══ DATA SHOWN ══
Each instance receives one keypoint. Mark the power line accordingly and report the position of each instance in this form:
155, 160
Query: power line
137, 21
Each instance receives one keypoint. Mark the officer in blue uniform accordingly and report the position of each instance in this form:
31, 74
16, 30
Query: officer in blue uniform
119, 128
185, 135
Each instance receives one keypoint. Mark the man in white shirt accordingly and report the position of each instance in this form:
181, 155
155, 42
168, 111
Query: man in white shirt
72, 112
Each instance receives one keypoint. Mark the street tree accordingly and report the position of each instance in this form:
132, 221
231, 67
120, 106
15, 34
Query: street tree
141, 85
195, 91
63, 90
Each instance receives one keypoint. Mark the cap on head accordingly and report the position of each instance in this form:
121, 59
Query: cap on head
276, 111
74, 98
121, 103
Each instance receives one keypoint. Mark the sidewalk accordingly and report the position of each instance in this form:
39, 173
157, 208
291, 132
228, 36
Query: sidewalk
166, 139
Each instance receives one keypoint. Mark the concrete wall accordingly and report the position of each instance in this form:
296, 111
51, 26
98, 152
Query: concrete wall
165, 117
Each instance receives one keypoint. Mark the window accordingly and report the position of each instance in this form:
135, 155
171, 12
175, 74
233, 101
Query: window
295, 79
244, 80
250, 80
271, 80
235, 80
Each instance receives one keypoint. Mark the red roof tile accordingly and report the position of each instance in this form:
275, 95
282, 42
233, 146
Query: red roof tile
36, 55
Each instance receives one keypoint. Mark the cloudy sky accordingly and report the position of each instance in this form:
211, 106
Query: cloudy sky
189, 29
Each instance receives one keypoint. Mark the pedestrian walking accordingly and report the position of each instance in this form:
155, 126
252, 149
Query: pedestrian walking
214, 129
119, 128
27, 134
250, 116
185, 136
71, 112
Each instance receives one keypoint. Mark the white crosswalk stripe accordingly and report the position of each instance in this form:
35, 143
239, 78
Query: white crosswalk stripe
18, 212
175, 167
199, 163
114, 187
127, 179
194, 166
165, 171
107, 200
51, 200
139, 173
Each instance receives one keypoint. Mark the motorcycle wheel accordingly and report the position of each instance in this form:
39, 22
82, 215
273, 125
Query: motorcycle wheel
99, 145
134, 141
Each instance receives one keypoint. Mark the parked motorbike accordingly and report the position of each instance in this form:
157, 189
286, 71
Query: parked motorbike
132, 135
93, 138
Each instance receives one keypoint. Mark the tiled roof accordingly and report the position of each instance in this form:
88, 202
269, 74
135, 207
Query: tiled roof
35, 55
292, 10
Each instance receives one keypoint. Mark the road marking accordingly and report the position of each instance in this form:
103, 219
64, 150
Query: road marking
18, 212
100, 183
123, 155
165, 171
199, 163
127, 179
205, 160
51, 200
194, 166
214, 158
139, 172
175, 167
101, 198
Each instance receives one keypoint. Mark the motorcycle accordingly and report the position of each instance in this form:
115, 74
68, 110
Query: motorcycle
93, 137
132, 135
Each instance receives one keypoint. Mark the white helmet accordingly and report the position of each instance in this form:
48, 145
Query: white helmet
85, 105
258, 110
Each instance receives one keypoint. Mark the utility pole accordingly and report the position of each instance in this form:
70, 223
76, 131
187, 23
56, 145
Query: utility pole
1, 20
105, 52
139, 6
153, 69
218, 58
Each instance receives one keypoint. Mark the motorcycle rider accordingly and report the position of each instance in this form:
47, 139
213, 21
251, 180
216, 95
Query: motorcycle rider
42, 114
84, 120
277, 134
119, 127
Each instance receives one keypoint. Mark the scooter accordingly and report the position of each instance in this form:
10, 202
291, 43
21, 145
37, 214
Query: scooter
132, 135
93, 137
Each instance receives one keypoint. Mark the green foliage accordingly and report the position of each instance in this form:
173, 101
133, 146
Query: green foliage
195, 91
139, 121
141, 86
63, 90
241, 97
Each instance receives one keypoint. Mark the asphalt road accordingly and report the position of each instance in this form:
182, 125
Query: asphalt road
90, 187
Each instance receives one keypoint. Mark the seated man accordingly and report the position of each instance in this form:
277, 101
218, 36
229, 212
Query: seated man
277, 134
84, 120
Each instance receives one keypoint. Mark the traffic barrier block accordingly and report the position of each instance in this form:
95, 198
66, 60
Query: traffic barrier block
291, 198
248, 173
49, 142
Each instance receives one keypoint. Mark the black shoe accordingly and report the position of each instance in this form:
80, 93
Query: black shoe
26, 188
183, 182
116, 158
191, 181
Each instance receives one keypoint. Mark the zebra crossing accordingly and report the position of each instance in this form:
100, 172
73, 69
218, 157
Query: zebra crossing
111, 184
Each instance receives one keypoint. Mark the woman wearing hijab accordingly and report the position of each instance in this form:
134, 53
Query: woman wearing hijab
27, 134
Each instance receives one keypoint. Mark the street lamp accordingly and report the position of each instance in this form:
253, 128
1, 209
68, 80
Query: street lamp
═══
▶ **PROBLEM**: From the first line to the last, retype the data exactly.

▶ **COMPLETED EXERCISE**:
Each instance receives one keypoint. Mark the power line accordingly and report the position of each instance in this form:
155, 160
Query: power line
137, 21
Each instance receives one keypoint. Mark the officer in blue uniform accordingly and report the position of each instance in this form:
31, 74
16, 30
Query: officer in blue uniform
119, 128
185, 135
Each instance receives one keypoint. Mark the man in white shirt accordingly and report the position of each instance in this form:
181, 155
155, 42
168, 111
Query: man in white shirt
72, 112
Each instance receives one keypoint. Mark the street tree accordingly and report the position of each instance in this form:
132, 221
231, 67
120, 106
15, 34
Query: street tree
141, 85
195, 91
63, 90
Each instance receives one keypoint. Mark the cap on head accordingly and report the position of each instance in this form:
121, 59
Query: cap on head
276, 111
74, 98
121, 103
Each instance receives one keypoint. Mark the sidewalk accordingly and report the position of each instance in this form:
39, 173
157, 208
291, 132
228, 36
Query: sidewalk
166, 139
Each instance receives one keypoint. Mark the concrete wall accordingly and report the position of each instance in this form:
296, 111
51, 26
98, 152
Query: concrete wall
165, 117
Each instance receives one keypoint. Mark the window accordingly and report the position of each instance in this form:
135, 155
171, 12
175, 74
233, 101
Query: window
295, 79
244, 80
250, 80
271, 80
235, 80
Each instance receives one keypoint. Mark the red roof tile accordingly and report the position of each instance in this form:
275, 95
282, 42
233, 146
Query: red roof tile
36, 55
Each instance receives one keypoint. Mark the cloudy sky accordingly and report the position of each instance in this form:
211, 106
Query: cloudy sky
189, 29
Each instance receives one keypoint. Mark the pedestrian walking accordingly and report the position of each instance in this form:
155, 126
252, 149
Query: pedestrian walking
214, 129
119, 128
27, 134
250, 116
185, 136
71, 112
Each instance receives one keypoint. Mark the white crosswalk stripe accordingly and report the position of each instance in this form:
35, 143
239, 78
Query: white crosswalk stripe
18, 212
175, 167
199, 163
114, 187
127, 179
194, 166
165, 171
107, 200
51, 200
139, 173
Each instance receives one keypoint. Mark the motorcycle wheel accordingly and report the position of each instance in this form:
39, 22
82, 215
273, 125
Query: motorcycle wheel
99, 145
134, 141
Each instance receives one keypoint. Mark the parked motorbike accordingly and report the position of each instance in this form:
157, 189
286, 71
Query: parked motorbike
132, 135
93, 138
Each instance receives one keypoint. Mark the tiled roof accordingly and report the position of each instance in this form:
88, 202
269, 74
135, 207
Query: tiled roof
35, 55
292, 10
Each instance receives one keypoint. Mark the road marking accordingly and report the position of each instance in this form:
103, 219
64, 150
Query: road marking
18, 212
100, 183
123, 155
165, 171
199, 163
127, 179
205, 160
51, 200
194, 166
214, 158
139, 172
175, 167
101, 198
Each instance receives one keypoint. Mark the motorcycle accordingly and report the position of each instance in this form:
115, 74
68, 110
Query: motorcycle
93, 137
132, 135
Each instance receives one keypoint. Mark the white helmet accordingly and report the position of each instance in this form:
48, 145
Query: white helmet
85, 105
258, 110
Each instance receives one keypoint. Mark the utility pole accordingly and report the position of each instance in this form:
70, 223
76, 131
187, 23
56, 145
Query: utility pole
1, 20
105, 52
139, 6
153, 69
218, 58
Each instance receives one keypoint. Mark the motorcycle rider accordingly and report the position of each instance in this form:
47, 139
213, 21
251, 180
216, 95
Query: motorcycle rider
42, 114
84, 120
277, 134
119, 127
Each instance receives one keypoint. Mark the scooter accordingly and report the position of each instance in this form:
10, 202
291, 43
21, 145
37, 214
Query: scooter
132, 135
93, 137
Each instance receives one keypoint. Mark the green foliage accordingly and report the position of each instance in this form:
173, 101
133, 146
Query: green foliage
195, 91
139, 121
141, 86
63, 90
241, 97
Each instance receives one keypoint. Mark the asphalt road accordingly and report the position of each instance in this form:
182, 125
Query: asphalt road
90, 187
Each instance receives one keypoint. Mark the seated man accordingly and report the position of each instance in this form:
277, 101
218, 36
229, 212
Query: seated man
277, 134
84, 120
Each instance receives one keypoint. Mark the traffic barrier block accordingly and report the position of each instance in this form:
95, 198
66, 60
Query: traffic barrier block
291, 198
248, 173
49, 142
Each instance receives one keypoint. Mark the black shoe accordingly and report the position of each instance in this form:
80, 93
Query: black shoe
26, 188
183, 182
116, 158
191, 181
Each instance receives one keypoint. Mark the zebra crossing accordingly and report the position of each instance in this form:
100, 172
73, 69
218, 157
Query: zebra crossing
111, 184
Each instance receives one keypoint. Mark the woman wearing hijab accordingly and report the position of each instance in this form:
134, 53
Query: woman wearing hijab
27, 134
Each instance receives one keypoint. Mark the street lamp accordingly and report the position of each instance in this form:
253, 128
1, 209
68, 80
Query: street lamp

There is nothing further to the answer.